• _Material shown_
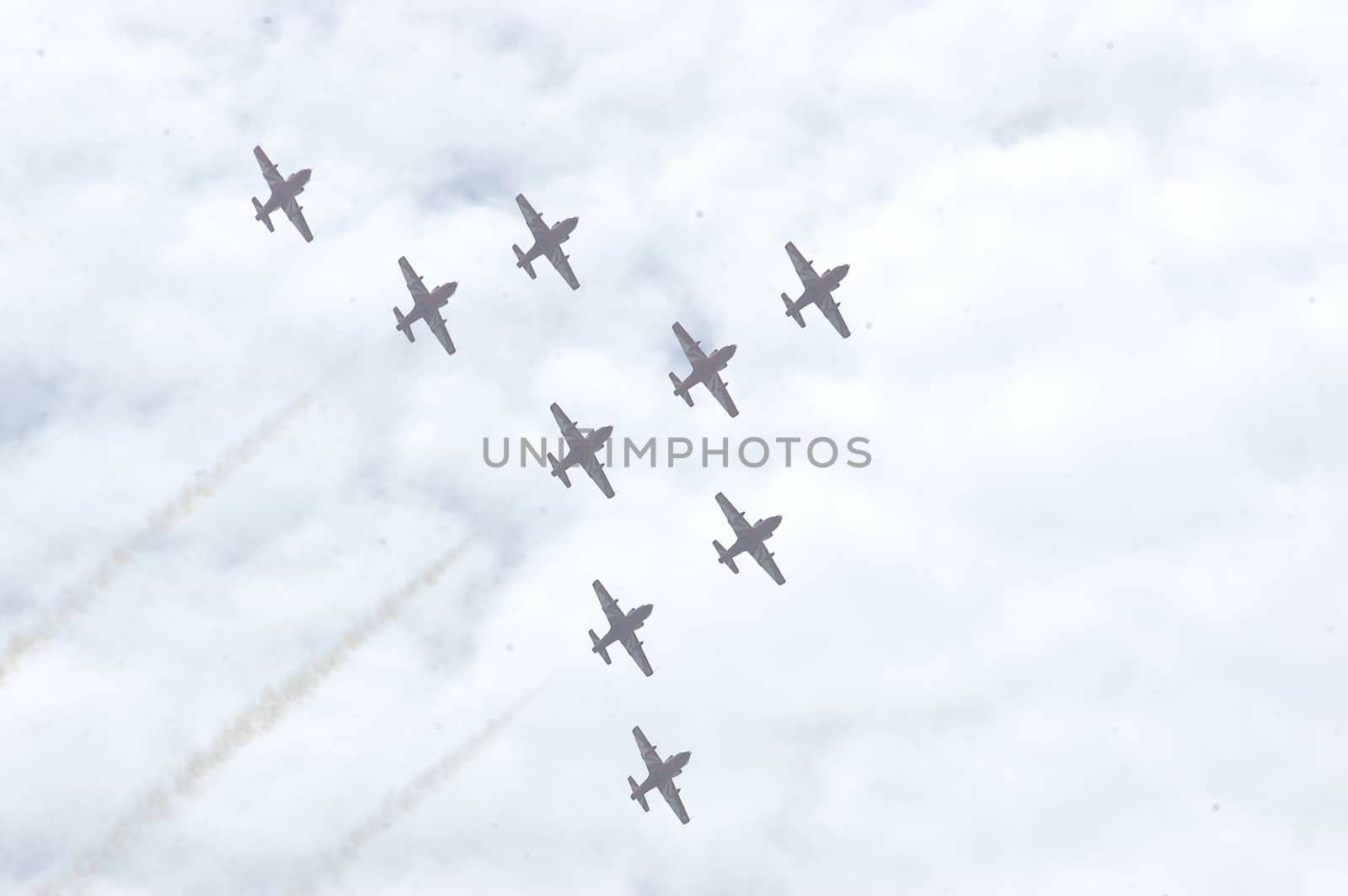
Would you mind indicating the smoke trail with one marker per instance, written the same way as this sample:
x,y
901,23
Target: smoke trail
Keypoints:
x,y
404,801
76,597
259,717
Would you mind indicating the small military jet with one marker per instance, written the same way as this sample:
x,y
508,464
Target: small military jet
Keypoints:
x,y
283,192
548,242
748,539
705,370
580,451
426,305
819,290
622,627
660,775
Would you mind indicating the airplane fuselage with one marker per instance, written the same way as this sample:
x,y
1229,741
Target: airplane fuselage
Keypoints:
x,y
669,770
822,287
761,532
557,235
705,368
592,445
286,190
631,621
438,296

• _Request_
Repeat exactly the lines from the line containing "Would you mind indicating the small" through the end of the listing above; both boundary lines are part of the output.

• _Result_
Would you mind indicating the small military jet with one marker per instance, written the same way as this sample:
x,y
508,464
Target: small military jet
Keypoints:
x,y
283,192
548,242
748,539
705,370
580,451
426,305
819,290
622,627
660,775
Would you mind indicating the airplane fuselage with one marker per instance, written the same way as this sample:
x,y
1229,741
Target: airplane fuselage
Keypoints:
x,y
669,770
822,287
761,532
557,235
705,368
592,445
286,190
631,621
438,296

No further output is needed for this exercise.